Entries supplied —
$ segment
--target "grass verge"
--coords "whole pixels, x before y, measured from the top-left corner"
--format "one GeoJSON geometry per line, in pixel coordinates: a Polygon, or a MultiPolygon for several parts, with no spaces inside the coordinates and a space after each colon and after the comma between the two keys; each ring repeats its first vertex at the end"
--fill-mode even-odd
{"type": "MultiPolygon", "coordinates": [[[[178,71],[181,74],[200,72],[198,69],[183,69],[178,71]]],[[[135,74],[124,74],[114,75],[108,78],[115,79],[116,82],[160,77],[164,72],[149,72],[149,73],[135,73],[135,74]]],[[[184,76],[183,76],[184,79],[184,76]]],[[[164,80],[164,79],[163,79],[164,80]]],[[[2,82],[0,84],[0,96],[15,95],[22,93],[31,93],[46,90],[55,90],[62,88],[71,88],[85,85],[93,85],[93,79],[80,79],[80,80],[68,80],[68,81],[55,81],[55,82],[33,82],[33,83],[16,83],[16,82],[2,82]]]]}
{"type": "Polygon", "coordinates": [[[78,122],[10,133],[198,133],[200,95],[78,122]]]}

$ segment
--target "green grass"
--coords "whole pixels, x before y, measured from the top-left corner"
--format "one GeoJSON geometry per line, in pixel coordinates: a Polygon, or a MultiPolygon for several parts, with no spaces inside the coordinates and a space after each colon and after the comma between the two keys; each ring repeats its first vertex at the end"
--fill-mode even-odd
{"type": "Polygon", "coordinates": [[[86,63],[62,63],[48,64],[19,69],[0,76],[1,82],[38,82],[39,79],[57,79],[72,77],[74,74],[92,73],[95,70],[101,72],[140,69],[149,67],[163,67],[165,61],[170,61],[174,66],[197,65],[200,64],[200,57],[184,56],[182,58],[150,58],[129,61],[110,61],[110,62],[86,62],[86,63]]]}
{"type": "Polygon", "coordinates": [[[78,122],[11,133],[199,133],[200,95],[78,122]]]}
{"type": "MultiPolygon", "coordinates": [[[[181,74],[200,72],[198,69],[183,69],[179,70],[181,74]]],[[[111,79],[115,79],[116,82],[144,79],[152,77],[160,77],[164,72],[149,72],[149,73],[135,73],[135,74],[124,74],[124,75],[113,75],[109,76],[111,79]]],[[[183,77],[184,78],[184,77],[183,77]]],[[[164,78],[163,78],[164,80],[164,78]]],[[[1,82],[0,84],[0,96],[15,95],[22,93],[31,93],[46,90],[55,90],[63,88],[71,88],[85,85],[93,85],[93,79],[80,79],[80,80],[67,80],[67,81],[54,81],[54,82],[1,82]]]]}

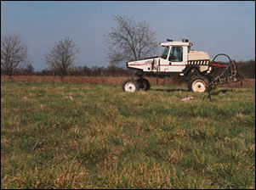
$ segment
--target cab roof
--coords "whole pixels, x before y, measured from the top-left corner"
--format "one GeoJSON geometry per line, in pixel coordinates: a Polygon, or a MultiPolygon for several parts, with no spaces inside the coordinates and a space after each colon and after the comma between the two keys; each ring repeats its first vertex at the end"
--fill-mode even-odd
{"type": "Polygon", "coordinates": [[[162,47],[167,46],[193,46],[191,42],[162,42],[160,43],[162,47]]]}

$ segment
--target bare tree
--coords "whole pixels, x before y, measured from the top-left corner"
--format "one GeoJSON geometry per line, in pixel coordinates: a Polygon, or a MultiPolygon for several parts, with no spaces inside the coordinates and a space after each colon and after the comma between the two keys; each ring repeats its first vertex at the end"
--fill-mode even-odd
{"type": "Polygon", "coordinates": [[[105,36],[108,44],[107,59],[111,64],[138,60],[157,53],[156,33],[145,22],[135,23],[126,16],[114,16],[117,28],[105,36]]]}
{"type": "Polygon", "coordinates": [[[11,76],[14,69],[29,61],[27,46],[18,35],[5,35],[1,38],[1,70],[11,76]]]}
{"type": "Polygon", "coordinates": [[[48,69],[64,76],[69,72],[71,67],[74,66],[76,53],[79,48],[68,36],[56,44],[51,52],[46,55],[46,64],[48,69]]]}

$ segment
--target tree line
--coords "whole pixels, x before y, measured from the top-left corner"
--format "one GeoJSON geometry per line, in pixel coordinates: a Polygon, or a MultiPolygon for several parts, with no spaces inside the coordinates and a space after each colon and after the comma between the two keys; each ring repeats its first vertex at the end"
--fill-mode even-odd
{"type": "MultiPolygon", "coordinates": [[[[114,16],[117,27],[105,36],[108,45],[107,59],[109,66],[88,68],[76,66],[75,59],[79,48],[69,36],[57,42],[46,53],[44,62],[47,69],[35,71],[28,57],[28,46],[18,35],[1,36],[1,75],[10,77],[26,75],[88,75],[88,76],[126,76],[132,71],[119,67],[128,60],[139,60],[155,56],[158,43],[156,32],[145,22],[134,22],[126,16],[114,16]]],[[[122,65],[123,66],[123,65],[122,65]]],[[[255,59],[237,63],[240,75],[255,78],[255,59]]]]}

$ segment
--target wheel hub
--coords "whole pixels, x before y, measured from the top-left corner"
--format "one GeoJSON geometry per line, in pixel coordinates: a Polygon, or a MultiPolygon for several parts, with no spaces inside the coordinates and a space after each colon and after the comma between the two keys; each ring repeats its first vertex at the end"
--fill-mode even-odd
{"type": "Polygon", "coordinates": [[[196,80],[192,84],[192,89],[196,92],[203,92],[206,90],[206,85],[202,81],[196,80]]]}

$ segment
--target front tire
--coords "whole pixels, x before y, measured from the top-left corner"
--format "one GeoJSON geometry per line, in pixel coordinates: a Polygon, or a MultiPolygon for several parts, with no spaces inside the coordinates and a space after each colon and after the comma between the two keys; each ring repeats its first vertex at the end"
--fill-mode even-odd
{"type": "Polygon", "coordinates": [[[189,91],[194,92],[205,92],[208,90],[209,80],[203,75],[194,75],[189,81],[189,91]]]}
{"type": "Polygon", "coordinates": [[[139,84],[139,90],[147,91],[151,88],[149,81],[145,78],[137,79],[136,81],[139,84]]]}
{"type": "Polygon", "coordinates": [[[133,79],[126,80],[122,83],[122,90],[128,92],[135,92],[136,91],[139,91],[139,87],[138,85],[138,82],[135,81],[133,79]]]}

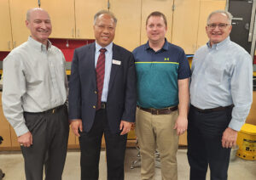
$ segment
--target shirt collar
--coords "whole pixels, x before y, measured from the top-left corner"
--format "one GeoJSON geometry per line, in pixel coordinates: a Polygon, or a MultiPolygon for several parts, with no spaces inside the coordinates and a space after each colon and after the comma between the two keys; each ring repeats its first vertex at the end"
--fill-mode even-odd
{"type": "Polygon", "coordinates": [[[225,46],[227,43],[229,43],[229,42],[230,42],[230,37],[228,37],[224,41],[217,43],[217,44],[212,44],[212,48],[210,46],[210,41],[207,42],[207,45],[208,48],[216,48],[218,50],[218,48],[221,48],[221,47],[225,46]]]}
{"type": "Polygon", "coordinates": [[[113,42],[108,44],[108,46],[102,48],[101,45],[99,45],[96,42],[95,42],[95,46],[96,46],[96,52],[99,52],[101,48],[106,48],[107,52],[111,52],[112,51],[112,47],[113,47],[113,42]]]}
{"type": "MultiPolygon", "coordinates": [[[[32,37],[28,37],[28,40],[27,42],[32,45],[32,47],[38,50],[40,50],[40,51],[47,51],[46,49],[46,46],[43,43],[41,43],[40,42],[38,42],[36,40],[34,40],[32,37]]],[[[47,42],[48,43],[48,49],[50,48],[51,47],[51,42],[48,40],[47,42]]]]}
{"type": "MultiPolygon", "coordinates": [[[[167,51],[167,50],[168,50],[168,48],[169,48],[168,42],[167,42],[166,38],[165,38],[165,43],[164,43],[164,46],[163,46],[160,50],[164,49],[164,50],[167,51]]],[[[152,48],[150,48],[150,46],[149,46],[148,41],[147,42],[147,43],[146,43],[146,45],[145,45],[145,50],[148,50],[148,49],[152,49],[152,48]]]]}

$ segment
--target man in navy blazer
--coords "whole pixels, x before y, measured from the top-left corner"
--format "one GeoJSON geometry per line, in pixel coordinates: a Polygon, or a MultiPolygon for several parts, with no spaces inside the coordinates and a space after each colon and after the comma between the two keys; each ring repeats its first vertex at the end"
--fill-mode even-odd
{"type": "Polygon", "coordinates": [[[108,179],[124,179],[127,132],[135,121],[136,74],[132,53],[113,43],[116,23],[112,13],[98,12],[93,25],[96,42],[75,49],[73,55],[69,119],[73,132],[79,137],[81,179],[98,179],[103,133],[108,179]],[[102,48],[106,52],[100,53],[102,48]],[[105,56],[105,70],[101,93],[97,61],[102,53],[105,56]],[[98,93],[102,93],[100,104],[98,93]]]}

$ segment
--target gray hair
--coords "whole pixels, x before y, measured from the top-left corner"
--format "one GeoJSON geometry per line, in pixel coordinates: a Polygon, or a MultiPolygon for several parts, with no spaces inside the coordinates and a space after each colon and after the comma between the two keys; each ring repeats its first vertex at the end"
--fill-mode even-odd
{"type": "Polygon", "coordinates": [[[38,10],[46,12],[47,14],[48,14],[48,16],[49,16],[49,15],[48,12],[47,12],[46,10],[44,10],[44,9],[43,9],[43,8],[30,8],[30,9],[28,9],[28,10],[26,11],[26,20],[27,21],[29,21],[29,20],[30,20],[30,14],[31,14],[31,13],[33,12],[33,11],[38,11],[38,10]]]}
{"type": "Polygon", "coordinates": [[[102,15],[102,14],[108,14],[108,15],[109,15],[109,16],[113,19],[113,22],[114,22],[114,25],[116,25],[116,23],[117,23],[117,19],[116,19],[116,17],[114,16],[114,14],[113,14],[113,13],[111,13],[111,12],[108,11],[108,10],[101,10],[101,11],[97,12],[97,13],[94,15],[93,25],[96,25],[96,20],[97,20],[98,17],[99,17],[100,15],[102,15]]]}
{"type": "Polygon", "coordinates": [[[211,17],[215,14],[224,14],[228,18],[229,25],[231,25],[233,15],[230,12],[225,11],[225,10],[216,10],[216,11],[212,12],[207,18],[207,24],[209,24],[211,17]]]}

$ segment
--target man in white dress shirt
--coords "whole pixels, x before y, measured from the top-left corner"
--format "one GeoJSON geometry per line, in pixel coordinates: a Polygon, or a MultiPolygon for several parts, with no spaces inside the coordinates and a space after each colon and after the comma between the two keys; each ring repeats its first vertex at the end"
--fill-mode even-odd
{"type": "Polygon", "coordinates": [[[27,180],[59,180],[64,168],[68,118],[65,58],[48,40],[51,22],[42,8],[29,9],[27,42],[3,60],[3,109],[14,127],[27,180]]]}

Exercise instructions — Report every line of the entries that contains the word "grass", copying each line in full.

Completed task —
--target "grass verge"
--target "green grass"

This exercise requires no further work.